Rich: I admire your candor. We at Gawker Media are all about tearing down the establishment.
Beejoli: In one of the top scenes, Elizabeth is asked to "profile" herself (she's an FBI profiler, of course), and she breaks down how she is a narcissist, she avoids attachment, she "shuts down" when she feels grilled, etc. Unfortunately, all the things she says DO NOT MATCH anything you saw of her before (in a loving montage getting ready for work with her husband) or after (the terrorists capture him and she is noticeably very upset as she vigorously scrubs his blood out of their berber carpet).
Rich: Clearly she contains multitudes, Beejoli.
Beejoli: It is like when girls at bars say things like "I only have guy friends" or "I never cry." These are just lies you say to sound cool and get laid.
Rich: They want to fuck a narcissist!

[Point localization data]
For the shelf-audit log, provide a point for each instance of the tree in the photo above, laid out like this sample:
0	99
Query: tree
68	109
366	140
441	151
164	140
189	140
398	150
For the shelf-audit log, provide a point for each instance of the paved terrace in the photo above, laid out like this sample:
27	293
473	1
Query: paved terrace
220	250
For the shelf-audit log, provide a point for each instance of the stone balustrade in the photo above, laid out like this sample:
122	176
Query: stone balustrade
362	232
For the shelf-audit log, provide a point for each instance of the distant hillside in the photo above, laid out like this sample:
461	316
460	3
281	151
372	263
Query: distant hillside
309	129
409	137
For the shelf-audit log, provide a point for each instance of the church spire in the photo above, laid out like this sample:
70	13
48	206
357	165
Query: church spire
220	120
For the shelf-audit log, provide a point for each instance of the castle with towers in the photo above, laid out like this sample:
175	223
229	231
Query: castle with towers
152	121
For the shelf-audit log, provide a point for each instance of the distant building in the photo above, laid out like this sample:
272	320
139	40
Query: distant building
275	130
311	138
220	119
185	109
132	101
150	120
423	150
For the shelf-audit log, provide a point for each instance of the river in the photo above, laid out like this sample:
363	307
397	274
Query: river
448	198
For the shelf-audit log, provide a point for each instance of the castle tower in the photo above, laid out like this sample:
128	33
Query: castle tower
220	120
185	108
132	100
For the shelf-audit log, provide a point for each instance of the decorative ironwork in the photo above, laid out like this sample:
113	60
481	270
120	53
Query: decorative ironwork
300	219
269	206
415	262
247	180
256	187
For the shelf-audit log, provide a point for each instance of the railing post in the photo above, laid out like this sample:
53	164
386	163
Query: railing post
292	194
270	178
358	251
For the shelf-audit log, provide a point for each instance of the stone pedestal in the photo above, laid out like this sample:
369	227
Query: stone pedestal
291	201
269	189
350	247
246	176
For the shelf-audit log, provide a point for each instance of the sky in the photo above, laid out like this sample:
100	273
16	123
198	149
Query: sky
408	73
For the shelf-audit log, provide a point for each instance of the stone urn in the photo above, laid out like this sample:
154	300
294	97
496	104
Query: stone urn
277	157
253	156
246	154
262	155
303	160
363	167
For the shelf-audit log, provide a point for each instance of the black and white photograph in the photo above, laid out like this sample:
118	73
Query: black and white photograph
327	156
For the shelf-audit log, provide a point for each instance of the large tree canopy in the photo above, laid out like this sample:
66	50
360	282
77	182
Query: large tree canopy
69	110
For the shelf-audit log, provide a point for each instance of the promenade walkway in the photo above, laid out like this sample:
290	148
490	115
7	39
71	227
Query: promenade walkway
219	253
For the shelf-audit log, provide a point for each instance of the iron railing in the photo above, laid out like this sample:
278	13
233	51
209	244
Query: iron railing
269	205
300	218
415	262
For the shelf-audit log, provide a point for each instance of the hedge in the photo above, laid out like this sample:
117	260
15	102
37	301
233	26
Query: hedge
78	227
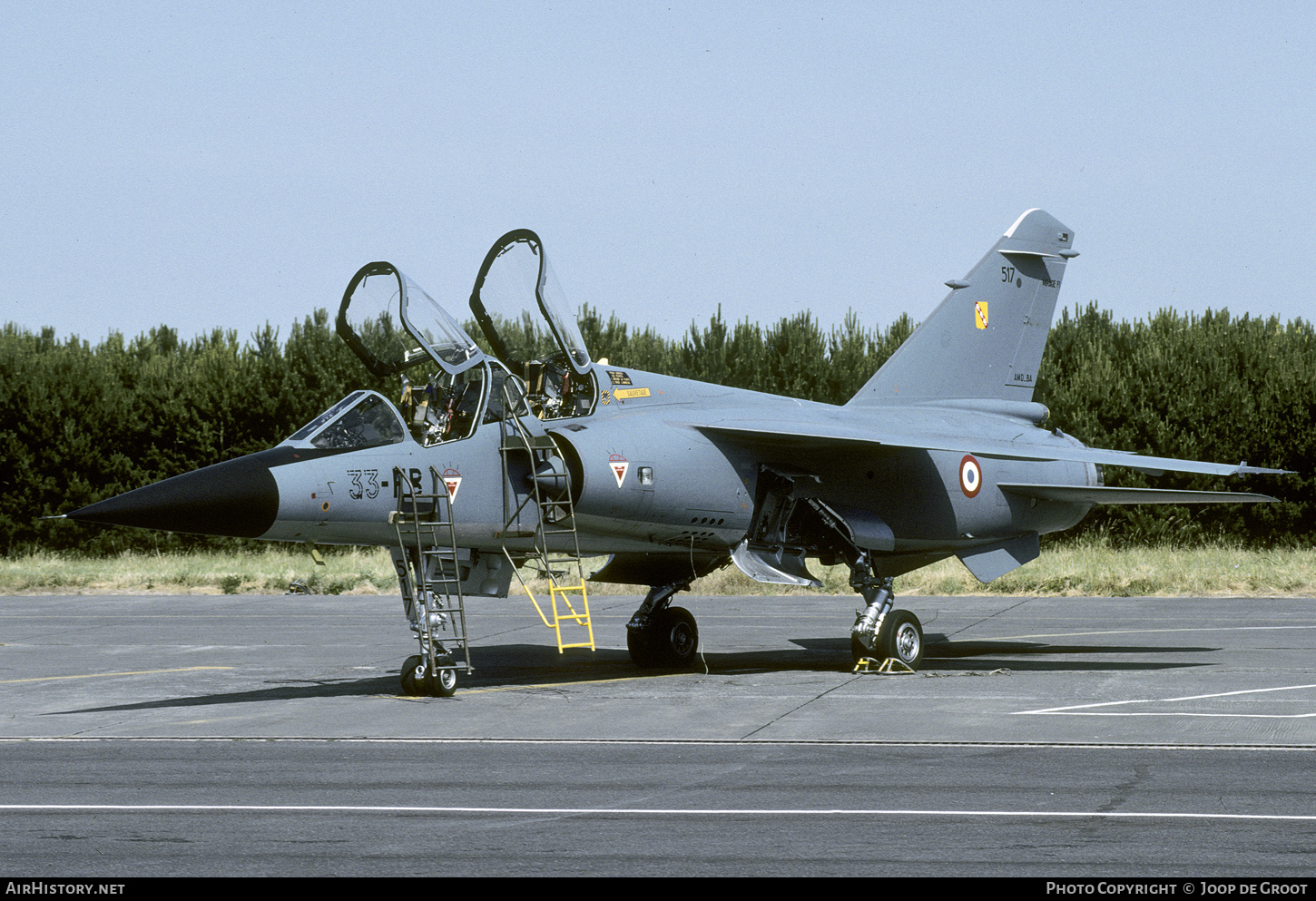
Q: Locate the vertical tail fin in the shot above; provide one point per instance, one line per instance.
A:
(986, 338)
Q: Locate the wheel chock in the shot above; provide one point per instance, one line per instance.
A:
(889, 666)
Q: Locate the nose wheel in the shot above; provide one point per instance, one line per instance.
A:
(899, 638)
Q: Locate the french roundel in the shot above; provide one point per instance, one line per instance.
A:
(970, 476)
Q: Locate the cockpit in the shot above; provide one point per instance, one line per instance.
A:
(363, 418)
(449, 386)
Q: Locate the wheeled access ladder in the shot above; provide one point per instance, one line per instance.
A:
(430, 576)
(555, 518)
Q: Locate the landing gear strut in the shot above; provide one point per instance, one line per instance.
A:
(420, 679)
(663, 637)
(878, 631)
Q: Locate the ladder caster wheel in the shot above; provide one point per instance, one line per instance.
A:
(418, 683)
(414, 673)
(444, 683)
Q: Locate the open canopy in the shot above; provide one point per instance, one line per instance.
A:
(515, 269)
(427, 333)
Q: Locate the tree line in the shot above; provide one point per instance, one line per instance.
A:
(81, 423)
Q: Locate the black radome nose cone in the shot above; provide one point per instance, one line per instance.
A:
(237, 499)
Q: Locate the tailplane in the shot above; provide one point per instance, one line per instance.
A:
(986, 338)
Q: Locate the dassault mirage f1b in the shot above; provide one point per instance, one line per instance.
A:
(491, 462)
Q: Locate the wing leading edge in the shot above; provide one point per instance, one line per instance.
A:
(832, 436)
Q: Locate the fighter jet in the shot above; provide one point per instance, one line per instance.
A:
(494, 461)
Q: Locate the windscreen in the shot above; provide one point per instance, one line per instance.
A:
(515, 279)
(368, 423)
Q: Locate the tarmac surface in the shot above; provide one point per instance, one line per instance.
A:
(1043, 737)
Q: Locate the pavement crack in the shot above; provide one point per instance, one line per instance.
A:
(800, 707)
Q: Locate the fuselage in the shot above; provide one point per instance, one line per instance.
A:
(657, 470)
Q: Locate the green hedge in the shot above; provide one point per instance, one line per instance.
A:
(81, 423)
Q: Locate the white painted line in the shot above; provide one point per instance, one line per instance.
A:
(663, 742)
(1136, 632)
(633, 812)
(102, 675)
(1084, 710)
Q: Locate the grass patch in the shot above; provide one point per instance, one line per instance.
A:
(1062, 570)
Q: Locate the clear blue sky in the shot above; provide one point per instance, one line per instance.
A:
(221, 164)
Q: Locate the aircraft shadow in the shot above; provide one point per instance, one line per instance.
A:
(942, 654)
(529, 666)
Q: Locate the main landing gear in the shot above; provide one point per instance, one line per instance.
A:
(879, 632)
(663, 637)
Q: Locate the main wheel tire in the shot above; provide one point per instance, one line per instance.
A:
(670, 642)
(675, 640)
(900, 638)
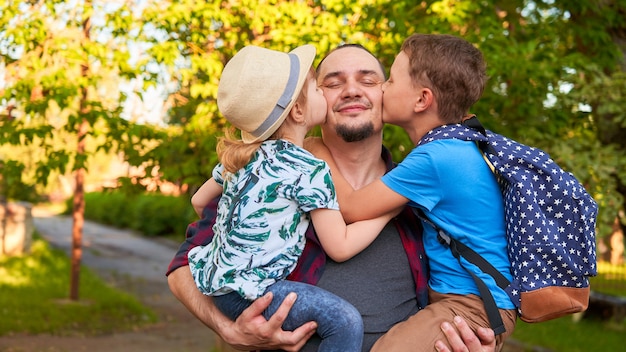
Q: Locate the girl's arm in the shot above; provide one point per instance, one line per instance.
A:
(340, 241)
(206, 193)
(369, 202)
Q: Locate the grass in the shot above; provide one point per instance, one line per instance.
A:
(34, 292)
(564, 334)
(586, 334)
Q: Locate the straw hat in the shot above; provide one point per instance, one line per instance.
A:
(259, 86)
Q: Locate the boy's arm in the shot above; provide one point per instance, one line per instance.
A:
(207, 192)
(369, 202)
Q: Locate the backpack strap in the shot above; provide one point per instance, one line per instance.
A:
(459, 250)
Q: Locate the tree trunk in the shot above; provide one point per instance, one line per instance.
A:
(78, 213)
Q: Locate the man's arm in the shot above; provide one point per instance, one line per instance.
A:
(464, 339)
(251, 331)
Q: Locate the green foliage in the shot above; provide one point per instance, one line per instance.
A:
(32, 298)
(148, 213)
(556, 74)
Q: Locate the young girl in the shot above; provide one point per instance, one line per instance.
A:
(270, 186)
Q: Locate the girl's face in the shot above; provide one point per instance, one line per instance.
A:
(315, 102)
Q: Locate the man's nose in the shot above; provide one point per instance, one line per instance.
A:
(352, 88)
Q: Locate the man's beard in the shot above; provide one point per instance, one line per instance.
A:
(355, 134)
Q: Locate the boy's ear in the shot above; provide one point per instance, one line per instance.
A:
(424, 99)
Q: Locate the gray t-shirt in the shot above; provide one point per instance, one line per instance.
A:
(378, 282)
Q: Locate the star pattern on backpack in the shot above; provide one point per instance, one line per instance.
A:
(550, 217)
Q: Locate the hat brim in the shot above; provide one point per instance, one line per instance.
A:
(306, 56)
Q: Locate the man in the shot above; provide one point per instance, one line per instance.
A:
(387, 281)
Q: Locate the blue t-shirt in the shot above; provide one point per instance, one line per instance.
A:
(451, 182)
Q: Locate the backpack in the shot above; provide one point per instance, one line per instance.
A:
(550, 227)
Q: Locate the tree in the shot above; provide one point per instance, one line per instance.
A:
(543, 86)
(64, 63)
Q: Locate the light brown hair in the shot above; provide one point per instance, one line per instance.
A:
(451, 67)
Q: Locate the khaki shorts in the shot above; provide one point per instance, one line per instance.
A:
(419, 332)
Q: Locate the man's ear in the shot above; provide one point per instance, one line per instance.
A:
(424, 99)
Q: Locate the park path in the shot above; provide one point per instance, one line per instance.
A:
(131, 263)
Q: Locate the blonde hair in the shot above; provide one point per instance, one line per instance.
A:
(234, 154)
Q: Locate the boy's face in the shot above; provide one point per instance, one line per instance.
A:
(399, 93)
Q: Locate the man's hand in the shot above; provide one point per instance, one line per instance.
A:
(464, 339)
(252, 331)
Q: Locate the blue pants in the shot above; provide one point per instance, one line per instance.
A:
(339, 324)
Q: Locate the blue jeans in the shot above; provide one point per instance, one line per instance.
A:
(339, 324)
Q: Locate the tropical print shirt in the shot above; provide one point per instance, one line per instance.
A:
(313, 259)
(262, 219)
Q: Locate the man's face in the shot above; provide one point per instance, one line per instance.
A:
(351, 79)
(399, 93)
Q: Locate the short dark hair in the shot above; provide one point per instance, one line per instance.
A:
(352, 45)
(451, 67)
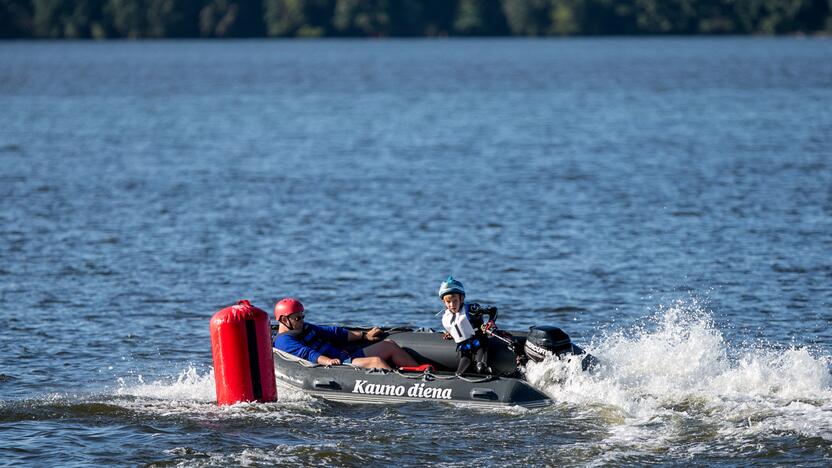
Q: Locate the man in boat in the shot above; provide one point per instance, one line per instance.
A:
(330, 345)
(464, 323)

WHAT THIS TASK INVOLVES:
Continue the Gawker conversation about the FBI profiler character from Rich's final line onward. The data have no connection to the Gawker conversation.

OUTPUT:
Beejoli: Nothing she did, including allowing herself to potentially be killed to save a 6 year old displayed narcissism. IT'S OKAY TO ADMIT YOU FEEL FEELINGS.
Rich: Maybe it's coming.
Rich: Maybe she's a pathological liar. Maybe it's a statement on the elusiveness of self-awareness. MAYBE THE SHOW IS SHITTY.
Beejoli: Also, her amazing sweet husband is secretly also some kind of international mystery man. Which she discovers after tearing up the carpet beause she didn't know that baking soda and water will lift blood stains right out of the carpet, and she finds a box full of passports of his under different aliases and wads of cash. For an FBI agent, I gotta say, she must not be very good at her job. She missed THE TERRORIST LIVING IN HER VAGINA.
Rich: She's as good as an FBI agent as Dylan McDermott is as a hostage-taker. Anyway, I have to say that while I will continue to watch Hostages (I think), you have not convinced me to watch Blacklist. I want nothing to do with that show, frankly.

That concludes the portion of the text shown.